======== EXTRACTED DATA
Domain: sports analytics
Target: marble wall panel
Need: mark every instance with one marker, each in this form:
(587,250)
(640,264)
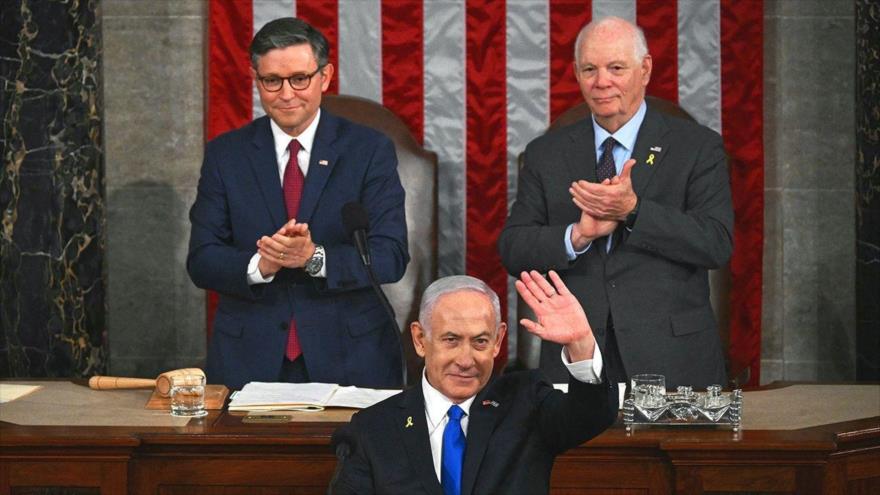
================
## TASK OBJECTIVE
Transcribe exactly the span of lines that opens with the line holding "Target: marble wall panel" and closes with the last line of the entries above. Omit pictures.

## EXPECTED ANSWER
Target: marble wall panel
Need: mark every instance with one marker, each in this form:
(587,250)
(640,264)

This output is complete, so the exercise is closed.